▸ REQUIREMENTS: Quote precisely the final stretch of the listing: start at the line containing "Q: For the photo above, point to the leafy" and stop after the last line.

BEGIN INPUT FOR THIS TASK

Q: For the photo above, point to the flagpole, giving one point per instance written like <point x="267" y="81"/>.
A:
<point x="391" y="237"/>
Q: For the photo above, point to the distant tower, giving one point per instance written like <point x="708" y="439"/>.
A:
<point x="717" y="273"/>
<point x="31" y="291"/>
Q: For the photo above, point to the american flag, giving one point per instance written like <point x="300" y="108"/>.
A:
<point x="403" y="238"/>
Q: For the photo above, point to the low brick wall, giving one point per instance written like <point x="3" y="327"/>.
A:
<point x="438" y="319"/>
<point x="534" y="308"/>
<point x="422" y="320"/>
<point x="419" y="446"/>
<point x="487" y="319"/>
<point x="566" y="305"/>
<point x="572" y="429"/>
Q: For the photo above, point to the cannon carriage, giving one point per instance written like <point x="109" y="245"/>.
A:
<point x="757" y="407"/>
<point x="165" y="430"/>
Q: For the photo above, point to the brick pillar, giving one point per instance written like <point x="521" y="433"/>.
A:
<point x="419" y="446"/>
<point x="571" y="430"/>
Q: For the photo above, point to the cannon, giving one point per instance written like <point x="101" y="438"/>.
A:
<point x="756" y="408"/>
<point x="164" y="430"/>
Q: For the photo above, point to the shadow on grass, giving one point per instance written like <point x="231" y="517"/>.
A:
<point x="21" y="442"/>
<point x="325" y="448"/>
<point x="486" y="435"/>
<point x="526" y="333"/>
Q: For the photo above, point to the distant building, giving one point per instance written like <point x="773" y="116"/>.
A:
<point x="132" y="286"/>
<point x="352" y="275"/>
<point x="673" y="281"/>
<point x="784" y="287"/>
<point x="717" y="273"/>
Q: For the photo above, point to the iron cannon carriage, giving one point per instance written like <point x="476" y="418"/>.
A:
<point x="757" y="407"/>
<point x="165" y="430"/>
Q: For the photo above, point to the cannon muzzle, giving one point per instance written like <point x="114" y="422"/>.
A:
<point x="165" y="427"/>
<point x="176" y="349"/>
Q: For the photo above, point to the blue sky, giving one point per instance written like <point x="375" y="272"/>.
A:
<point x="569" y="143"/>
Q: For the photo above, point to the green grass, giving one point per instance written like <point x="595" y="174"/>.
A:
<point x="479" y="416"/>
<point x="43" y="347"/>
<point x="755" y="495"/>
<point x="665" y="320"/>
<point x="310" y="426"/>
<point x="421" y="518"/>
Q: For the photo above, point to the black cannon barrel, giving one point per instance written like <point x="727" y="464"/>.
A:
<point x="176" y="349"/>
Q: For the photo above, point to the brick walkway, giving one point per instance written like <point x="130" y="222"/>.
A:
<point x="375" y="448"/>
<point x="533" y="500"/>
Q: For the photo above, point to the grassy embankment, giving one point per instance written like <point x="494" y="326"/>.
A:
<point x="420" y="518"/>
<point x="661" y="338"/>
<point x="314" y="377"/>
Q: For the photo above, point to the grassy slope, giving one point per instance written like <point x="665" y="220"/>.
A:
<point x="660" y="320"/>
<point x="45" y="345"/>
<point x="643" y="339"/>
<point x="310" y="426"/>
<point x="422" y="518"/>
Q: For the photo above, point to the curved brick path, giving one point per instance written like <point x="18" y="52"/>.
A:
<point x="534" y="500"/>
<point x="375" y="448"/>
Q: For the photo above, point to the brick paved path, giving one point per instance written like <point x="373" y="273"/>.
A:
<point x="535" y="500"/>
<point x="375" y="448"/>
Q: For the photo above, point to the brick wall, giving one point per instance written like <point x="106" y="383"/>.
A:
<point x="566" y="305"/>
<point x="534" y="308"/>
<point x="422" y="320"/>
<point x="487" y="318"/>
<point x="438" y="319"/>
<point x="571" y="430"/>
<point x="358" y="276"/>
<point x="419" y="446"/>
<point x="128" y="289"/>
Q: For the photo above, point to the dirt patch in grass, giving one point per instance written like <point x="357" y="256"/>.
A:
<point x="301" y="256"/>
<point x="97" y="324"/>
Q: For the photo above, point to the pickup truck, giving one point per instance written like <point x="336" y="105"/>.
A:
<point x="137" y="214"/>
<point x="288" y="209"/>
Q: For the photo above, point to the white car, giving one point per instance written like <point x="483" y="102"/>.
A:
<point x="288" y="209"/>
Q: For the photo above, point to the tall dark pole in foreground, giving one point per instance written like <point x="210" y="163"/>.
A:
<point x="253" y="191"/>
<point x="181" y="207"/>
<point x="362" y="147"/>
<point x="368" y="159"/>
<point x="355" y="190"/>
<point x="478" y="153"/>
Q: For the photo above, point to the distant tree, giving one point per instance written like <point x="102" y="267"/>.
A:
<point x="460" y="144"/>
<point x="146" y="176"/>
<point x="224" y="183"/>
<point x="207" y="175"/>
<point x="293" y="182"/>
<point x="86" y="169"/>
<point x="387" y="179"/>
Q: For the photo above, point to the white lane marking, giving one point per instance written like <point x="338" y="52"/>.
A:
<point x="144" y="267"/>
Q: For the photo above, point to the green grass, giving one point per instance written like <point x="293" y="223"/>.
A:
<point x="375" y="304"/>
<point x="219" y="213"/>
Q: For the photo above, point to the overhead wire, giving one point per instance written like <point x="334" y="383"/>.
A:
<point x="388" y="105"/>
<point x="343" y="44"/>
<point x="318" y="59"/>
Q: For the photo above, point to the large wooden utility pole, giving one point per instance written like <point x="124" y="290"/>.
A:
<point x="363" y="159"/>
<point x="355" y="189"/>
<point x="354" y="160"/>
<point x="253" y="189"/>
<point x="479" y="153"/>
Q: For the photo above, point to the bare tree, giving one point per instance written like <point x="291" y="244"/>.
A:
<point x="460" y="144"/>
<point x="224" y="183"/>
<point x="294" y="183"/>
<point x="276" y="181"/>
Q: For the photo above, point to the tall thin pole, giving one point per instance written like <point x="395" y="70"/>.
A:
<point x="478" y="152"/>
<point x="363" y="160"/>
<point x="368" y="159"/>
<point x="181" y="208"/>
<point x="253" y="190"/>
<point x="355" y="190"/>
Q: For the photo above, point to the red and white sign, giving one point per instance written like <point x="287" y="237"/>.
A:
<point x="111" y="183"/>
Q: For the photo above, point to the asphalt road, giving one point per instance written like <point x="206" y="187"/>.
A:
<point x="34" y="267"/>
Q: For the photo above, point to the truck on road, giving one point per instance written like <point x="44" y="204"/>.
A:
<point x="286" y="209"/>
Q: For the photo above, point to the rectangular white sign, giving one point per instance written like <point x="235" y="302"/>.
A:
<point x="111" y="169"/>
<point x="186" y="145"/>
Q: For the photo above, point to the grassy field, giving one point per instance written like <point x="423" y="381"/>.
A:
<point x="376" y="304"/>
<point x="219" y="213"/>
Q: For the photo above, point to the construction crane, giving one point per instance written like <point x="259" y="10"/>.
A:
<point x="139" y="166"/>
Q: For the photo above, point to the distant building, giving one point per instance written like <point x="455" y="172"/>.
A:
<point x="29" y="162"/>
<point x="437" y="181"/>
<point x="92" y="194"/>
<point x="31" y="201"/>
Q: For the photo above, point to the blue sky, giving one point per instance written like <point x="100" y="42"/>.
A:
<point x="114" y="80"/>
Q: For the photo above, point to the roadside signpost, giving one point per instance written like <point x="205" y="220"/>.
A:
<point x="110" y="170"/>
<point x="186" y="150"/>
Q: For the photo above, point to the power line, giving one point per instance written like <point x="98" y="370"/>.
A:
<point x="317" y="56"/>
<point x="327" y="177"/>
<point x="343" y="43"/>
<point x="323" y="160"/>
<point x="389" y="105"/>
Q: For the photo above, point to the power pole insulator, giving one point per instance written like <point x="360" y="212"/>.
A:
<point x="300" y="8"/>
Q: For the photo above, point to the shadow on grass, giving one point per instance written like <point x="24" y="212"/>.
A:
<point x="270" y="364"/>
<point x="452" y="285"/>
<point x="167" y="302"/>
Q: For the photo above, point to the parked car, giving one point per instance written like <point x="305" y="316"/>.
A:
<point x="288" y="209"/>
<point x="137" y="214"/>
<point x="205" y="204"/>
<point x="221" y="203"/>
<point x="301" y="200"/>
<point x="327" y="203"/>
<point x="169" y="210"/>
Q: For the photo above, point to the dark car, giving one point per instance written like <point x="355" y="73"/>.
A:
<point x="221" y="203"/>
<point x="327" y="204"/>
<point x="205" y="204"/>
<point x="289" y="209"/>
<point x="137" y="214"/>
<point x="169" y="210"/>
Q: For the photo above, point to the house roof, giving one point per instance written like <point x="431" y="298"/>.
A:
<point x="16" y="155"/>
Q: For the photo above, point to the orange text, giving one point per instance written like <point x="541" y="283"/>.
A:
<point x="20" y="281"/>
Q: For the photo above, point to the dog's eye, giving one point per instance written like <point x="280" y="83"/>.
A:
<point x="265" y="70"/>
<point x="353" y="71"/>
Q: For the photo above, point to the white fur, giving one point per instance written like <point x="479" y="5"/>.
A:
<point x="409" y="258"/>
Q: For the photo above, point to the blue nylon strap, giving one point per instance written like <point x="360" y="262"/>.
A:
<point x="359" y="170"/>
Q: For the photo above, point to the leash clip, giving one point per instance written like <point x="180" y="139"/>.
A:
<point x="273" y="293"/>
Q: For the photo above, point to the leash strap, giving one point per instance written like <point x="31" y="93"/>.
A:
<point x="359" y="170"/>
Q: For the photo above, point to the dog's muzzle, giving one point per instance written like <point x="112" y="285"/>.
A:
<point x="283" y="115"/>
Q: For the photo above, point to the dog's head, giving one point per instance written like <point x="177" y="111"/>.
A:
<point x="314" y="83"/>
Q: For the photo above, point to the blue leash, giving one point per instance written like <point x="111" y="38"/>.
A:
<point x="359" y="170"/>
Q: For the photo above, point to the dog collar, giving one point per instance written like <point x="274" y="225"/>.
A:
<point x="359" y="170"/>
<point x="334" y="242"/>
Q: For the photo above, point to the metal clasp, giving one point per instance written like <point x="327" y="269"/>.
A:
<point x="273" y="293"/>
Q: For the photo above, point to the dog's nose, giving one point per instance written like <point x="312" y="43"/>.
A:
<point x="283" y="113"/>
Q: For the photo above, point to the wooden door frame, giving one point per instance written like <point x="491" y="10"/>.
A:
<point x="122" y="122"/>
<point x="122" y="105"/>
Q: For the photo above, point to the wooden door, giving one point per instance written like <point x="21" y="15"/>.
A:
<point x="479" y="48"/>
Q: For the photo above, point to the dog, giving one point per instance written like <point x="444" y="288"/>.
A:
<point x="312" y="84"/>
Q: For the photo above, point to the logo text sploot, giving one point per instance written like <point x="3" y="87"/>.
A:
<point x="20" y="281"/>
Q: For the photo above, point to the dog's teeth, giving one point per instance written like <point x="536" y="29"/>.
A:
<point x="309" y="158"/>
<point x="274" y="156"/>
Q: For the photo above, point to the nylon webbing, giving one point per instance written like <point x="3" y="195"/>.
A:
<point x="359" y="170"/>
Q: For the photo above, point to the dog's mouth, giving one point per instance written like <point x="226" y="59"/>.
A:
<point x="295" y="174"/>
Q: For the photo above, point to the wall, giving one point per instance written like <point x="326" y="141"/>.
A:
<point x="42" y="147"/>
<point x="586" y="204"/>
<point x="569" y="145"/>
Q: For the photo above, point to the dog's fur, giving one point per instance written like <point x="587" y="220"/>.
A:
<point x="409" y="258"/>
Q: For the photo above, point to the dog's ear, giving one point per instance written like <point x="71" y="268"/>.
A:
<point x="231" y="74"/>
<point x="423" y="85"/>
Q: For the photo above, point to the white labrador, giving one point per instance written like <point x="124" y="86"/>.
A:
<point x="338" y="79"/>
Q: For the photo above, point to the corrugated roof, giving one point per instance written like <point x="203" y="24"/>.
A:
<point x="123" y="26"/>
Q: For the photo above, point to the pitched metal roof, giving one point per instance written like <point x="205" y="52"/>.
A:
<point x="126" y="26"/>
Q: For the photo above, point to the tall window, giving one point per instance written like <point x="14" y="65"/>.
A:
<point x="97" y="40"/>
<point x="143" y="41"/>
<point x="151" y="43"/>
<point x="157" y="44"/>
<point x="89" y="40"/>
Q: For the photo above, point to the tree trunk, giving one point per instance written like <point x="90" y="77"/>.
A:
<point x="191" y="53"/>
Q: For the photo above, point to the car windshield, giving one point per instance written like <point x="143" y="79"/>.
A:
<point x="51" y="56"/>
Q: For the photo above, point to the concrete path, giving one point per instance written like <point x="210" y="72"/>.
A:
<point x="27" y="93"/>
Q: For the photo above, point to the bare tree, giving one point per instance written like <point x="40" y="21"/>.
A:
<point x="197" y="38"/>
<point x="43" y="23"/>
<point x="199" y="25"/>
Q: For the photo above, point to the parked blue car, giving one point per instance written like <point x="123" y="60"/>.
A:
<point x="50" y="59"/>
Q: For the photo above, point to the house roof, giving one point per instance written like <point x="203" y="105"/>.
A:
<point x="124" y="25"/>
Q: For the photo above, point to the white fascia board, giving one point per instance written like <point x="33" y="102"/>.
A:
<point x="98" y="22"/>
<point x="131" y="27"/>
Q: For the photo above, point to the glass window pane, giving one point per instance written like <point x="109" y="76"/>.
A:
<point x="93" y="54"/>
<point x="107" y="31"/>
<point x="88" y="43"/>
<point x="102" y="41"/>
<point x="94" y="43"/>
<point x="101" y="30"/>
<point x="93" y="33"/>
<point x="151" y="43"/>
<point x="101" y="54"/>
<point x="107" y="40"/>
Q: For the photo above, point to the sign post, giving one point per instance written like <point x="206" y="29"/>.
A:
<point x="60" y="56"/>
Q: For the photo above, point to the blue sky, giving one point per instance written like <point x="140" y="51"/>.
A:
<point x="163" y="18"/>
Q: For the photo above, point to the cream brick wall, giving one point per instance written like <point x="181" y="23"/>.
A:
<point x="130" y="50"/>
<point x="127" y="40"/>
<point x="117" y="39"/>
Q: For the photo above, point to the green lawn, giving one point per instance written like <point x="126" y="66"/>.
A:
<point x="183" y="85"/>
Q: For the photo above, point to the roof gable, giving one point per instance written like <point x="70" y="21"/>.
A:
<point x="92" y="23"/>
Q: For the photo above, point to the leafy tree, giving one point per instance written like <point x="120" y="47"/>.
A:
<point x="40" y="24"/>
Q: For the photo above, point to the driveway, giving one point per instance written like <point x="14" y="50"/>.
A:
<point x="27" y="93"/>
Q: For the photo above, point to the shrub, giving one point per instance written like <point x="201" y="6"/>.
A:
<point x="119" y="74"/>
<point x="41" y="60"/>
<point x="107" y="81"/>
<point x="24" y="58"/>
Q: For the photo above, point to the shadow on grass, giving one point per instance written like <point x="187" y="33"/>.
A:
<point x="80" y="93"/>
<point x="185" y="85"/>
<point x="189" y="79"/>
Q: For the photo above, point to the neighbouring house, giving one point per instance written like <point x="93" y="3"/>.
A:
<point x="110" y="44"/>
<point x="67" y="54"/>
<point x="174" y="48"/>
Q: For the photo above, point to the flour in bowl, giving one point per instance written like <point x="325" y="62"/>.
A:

END INPUT FOR THIS TASK

▸ REPLY TO THE TASK:
Q: For the photo above, point to the leafy tree, giving one point per instance written like <point x="120" y="47"/>.
A:
<point x="40" y="24"/>
Q: For the photo above, point to the driveway, giving one point per instance written like <point x="14" y="50"/>.
A:
<point x="27" y="93"/>
Q: For the photo above, point to the shrub, giving one point per instance written like <point x="201" y="6"/>.
A:
<point x="119" y="74"/>
<point x="41" y="60"/>
<point x="107" y="81"/>
<point x="24" y="58"/>
Q: For the photo above, point to the shadow on grass, giving one point per instance written like <point x="187" y="33"/>.
A:
<point x="80" y="93"/>
<point x="185" y="85"/>
<point x="189" y="79"/>
Q: For the photo above, point to the neighbouring house, giving one point per instance written like <point x="93" y="3"/>.
A:
<point x="110" y="44"/>
<point x="67" y="54"/>
<point x="174" y="48"/>
Q: For the photo above, point to the flour in bowl, giving one point per instance written like <point x="325" y="62"/>.
A:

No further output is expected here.